**Written request**
Report each line of the records below that contains the word "gray". Case counts.

**Dataset records**
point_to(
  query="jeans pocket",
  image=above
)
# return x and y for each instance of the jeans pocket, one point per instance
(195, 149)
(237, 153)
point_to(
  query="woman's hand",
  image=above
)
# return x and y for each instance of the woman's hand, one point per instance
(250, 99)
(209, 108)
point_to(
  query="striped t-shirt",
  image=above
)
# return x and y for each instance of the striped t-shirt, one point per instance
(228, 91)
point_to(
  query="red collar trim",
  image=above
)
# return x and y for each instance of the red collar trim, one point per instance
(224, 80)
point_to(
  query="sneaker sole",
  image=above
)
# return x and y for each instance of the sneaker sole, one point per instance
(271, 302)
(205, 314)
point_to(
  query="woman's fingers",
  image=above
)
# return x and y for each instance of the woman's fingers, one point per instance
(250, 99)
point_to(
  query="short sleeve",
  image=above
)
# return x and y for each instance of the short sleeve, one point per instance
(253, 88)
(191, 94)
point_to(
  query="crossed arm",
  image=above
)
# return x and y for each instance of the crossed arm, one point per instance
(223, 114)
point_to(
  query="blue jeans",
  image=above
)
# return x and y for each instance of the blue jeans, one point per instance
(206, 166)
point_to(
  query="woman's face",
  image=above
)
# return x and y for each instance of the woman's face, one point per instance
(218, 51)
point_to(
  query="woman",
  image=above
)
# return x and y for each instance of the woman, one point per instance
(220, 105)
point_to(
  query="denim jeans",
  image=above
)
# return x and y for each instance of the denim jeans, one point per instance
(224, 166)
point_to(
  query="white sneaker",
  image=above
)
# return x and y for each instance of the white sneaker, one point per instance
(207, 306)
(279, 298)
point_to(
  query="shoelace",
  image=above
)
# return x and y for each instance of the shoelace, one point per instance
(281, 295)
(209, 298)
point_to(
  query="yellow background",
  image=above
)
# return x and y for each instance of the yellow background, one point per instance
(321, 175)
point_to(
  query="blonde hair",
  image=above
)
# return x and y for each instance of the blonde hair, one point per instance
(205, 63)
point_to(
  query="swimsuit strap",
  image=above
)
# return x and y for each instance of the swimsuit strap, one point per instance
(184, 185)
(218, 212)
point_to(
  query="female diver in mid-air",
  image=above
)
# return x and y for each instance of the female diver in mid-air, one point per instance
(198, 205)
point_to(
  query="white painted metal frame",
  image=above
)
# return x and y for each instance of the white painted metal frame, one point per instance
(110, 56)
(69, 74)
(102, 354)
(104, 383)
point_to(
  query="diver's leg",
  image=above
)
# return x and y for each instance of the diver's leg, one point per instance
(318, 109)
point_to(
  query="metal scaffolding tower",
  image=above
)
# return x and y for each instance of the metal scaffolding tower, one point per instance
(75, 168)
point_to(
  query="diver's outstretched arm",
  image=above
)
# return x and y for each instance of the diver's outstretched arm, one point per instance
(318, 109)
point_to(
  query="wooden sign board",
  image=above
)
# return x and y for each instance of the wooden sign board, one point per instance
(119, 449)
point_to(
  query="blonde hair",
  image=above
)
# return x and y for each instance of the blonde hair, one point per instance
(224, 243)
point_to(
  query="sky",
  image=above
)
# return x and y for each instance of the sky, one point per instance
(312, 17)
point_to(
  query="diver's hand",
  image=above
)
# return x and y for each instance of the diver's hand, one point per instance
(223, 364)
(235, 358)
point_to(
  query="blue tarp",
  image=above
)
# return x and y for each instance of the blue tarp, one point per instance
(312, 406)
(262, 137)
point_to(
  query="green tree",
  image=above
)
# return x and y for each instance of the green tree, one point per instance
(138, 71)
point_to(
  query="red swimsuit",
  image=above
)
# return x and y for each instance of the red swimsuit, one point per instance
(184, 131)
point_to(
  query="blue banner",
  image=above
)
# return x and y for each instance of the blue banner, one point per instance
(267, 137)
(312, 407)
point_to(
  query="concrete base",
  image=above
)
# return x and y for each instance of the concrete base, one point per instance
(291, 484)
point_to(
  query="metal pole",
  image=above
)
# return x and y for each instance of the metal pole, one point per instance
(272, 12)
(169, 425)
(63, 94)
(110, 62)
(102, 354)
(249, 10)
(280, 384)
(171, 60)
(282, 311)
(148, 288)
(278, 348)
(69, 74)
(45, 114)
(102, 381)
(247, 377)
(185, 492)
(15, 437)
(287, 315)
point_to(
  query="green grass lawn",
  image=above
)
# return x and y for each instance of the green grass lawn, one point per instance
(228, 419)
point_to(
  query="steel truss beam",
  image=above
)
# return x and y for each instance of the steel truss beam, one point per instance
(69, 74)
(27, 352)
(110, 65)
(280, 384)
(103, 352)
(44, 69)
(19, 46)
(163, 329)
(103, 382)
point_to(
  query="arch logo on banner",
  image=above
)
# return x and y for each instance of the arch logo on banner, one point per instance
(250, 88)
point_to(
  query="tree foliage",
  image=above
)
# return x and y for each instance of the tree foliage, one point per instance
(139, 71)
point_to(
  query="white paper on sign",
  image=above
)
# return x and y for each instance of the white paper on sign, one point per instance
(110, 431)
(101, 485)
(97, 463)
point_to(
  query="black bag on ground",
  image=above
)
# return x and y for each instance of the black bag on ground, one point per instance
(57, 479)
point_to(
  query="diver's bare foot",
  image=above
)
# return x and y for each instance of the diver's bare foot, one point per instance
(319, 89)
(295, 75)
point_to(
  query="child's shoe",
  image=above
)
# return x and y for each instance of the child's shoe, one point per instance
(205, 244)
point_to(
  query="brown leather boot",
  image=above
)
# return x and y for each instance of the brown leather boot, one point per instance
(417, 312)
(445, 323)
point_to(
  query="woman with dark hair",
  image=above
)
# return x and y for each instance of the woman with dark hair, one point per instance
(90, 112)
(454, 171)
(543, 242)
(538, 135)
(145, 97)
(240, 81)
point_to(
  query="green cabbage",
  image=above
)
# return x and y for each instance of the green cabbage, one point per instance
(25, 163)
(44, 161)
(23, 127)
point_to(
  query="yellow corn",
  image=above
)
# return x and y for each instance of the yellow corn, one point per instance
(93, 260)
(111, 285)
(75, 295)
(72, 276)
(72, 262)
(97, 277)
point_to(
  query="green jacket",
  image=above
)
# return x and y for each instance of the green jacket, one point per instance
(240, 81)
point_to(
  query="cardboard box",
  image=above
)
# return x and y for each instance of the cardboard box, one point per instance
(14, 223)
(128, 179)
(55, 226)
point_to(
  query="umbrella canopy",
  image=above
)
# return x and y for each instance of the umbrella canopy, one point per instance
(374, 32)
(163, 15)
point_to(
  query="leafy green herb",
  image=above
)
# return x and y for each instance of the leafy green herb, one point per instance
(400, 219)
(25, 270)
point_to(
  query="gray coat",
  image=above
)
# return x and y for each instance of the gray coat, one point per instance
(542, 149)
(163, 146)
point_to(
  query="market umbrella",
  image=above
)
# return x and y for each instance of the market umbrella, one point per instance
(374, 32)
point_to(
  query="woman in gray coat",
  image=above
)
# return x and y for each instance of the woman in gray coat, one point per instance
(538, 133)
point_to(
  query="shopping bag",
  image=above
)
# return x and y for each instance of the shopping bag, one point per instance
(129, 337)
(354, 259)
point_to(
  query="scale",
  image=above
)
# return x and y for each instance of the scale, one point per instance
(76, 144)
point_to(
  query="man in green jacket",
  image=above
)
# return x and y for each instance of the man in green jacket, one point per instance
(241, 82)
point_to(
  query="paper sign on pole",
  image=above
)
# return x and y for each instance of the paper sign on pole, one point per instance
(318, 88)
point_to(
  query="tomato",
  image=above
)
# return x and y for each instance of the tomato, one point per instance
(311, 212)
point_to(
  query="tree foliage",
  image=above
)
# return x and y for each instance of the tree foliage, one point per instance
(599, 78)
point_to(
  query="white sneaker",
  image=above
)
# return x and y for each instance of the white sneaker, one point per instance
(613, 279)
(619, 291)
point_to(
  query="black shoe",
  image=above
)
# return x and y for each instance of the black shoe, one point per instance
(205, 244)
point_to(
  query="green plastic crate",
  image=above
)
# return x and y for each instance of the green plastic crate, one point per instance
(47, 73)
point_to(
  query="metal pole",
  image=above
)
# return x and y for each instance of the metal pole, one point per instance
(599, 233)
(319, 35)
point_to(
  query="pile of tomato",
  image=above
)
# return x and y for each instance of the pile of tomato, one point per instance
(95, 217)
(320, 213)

**Result**
  query="gray coat",
# return x and y for each instance of the gray coat, one point per instance
  query="woman in gray coat",
# return x and y for each instance of the woman in gray coat, one point per instance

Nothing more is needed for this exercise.